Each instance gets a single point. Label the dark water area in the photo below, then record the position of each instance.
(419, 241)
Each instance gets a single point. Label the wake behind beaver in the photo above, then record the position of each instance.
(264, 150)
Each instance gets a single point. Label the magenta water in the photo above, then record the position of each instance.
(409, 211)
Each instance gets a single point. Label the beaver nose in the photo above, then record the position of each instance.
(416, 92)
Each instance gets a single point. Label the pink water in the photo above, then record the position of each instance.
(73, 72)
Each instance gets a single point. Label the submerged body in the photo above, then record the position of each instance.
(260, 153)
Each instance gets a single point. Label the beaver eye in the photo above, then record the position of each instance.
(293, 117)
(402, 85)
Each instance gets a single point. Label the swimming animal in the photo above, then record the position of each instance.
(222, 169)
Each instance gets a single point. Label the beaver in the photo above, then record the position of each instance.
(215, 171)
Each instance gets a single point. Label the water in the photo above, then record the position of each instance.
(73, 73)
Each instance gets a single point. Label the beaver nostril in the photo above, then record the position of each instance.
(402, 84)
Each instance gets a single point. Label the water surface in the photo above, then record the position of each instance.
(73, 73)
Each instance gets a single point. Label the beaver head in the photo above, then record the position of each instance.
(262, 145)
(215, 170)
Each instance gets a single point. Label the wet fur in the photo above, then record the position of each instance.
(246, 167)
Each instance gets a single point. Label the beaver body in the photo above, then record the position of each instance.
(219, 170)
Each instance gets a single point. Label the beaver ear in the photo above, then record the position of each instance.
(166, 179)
* * *
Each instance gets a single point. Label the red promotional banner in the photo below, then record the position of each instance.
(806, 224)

*Required work*
Identify every line in the records that contains the word "body", and copy each one. Case counts.

*Answer to the problem*
Each instance gets a single point. Label the submerged body in the photo above, then record the position of each instance.
Each instance gets a single point. Label the beaver body in the photo above, then record the position of each instance.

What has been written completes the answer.